§ **Provided passage**
┄┄┄┄┄┄

This pan-Canadian series of interviews with experts in their field provides an overview of renewable energy deployment across Canada and the measures being implemented to become carbon neutral.
Here is a discussion about renewable energy deployment in the Territories and Indigenous communities with Dr. Michael Ross, Industrial Research Chair in Northern Energy Innovation at Yukon College.
First, let’s recall the targets set by the federal and local governments for the reduction of greenhouse gas emissions.
Reference : Pembina report 2021 All hands on deck
Nergica: Can you tell us a bit more about your involvement with the Yukon University and Northern Energy Innovation?
Dr. Michael Ross: I think the best way to talk about it is talking about how we’re funded – 50% from the electric power utilities in the territories and 50% from the federal government through the Natural Sciences and Engineering Research Council (NSERC). That means that the CEOs and managers of the Northern Power Utilities come together, and they determine which research areas are most relevant to the Northern energy industry, and we pursue research projects that meet those needs. Also, in the North you can’t complete a research project without partnering with communities, so we work with many communities and indigenous governments on their large-scale energy projects.

┄┄┄┄┄┄

Entries from a pointing dataset:
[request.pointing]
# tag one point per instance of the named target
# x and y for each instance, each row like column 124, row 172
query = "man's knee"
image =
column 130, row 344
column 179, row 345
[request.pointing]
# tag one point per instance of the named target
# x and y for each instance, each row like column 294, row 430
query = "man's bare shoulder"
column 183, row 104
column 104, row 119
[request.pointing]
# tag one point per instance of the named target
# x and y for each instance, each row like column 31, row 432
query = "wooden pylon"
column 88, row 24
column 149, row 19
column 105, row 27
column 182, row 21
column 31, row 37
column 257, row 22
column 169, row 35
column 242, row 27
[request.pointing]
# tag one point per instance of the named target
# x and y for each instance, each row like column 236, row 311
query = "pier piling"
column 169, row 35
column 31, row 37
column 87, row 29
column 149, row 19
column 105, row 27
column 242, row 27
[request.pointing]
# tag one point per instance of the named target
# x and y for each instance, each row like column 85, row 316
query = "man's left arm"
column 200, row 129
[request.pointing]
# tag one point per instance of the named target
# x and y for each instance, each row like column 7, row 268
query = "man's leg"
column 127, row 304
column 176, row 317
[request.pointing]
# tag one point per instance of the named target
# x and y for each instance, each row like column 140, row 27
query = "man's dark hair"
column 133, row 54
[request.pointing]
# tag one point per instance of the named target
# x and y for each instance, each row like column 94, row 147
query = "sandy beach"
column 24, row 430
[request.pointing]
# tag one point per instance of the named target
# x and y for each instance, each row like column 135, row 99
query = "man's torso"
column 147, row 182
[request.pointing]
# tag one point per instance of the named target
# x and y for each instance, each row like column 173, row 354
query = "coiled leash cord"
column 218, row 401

┄┄┄┄┄┄

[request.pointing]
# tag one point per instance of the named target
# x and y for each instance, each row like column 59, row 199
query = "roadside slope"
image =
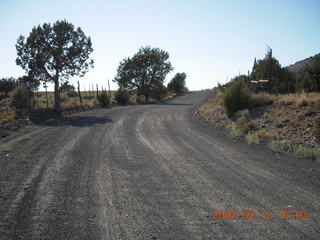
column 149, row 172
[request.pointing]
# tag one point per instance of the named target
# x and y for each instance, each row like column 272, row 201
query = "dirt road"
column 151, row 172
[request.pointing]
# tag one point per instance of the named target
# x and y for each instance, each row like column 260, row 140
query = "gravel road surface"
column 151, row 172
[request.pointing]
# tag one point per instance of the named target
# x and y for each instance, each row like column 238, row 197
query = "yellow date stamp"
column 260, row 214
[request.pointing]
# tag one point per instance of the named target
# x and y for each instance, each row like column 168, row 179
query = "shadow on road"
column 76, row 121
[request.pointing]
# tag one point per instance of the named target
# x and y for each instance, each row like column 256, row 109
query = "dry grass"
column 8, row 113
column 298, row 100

┄┄┄┄┄┄

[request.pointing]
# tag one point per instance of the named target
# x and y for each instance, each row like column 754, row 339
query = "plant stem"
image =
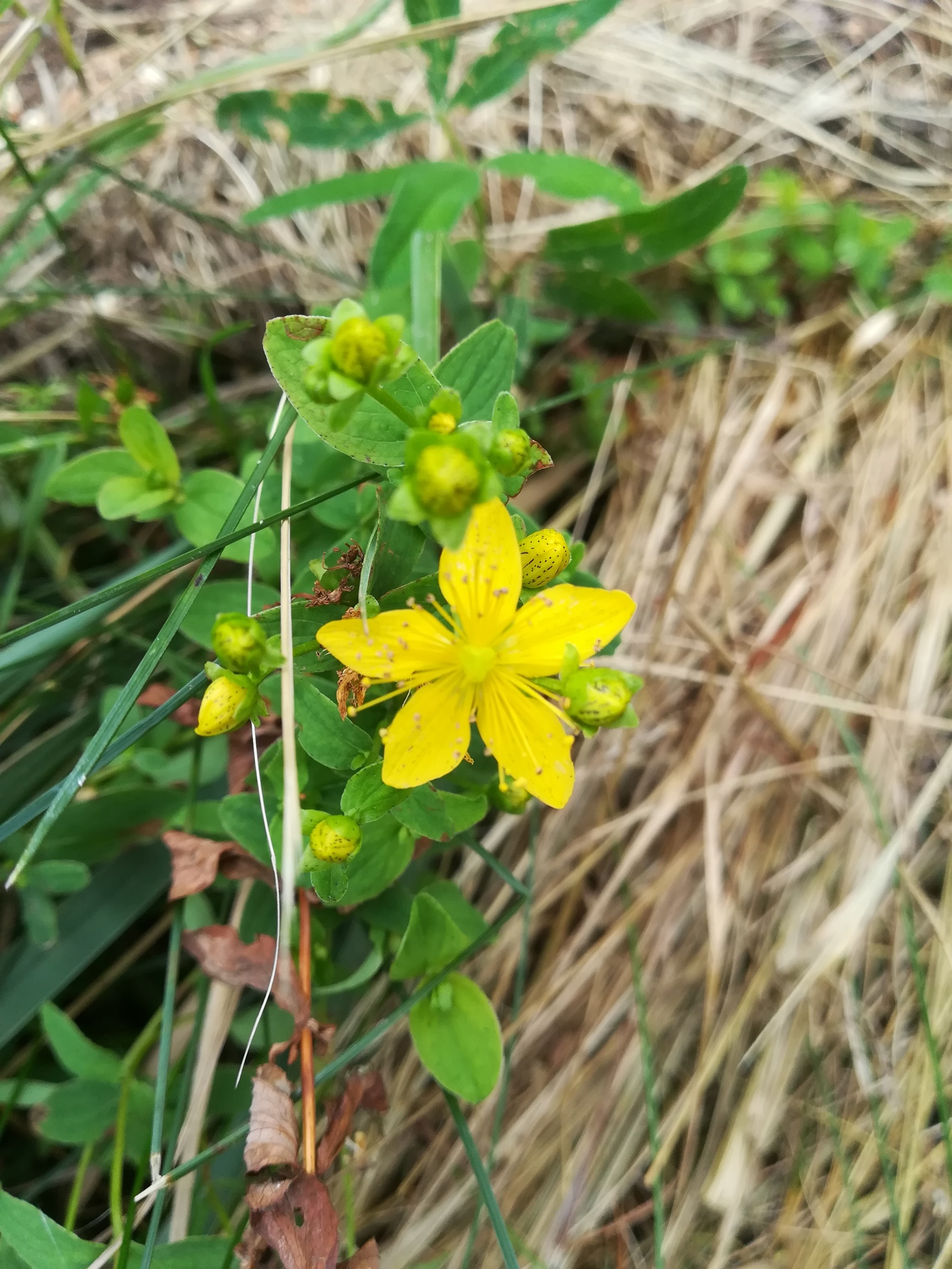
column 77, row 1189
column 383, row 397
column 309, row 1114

┄┄┄┄┄┄

§ **Goal 1**
Reproduce the part of the renewable energy interview starting with "Here is a discussion" and going on through "greenhouse gas emissions.".
§ **Goal 2**
Decide whether each statement agrees with the renewable energy interview, answering yes or no and quoting the words that settle it: (a) Half of the funding comes from the electric power utilities in the territories and half from the federal government. (b) Dr. Michael Ross holds the Industrial Research Chair in Northern Energy Innovation at Yukon College. (c) Research projects in the North can be completed without partnering with communities.

§ **Final answer 1**
Here is a discussion about renewable energy deployment in the Territories and Indigenous communities with Dr. Michael Ross, Industrial Research Chair in Northern Energy Innovation at Yukon College.
First, let’s recall the targets set by the federal and local governments for the reduction of greenhouse gas emissions.

§ **Final answer 2**
(a) Yes: "50% from the electric power utilities in the territories and 50% from the federal government"
(b) Yes: "Dr. Michael Ross, Industrial Research Chair in Northern Energy Innovation at Yukon College"
(c) No: "in the North you can’t complete a research project without partnering with communities"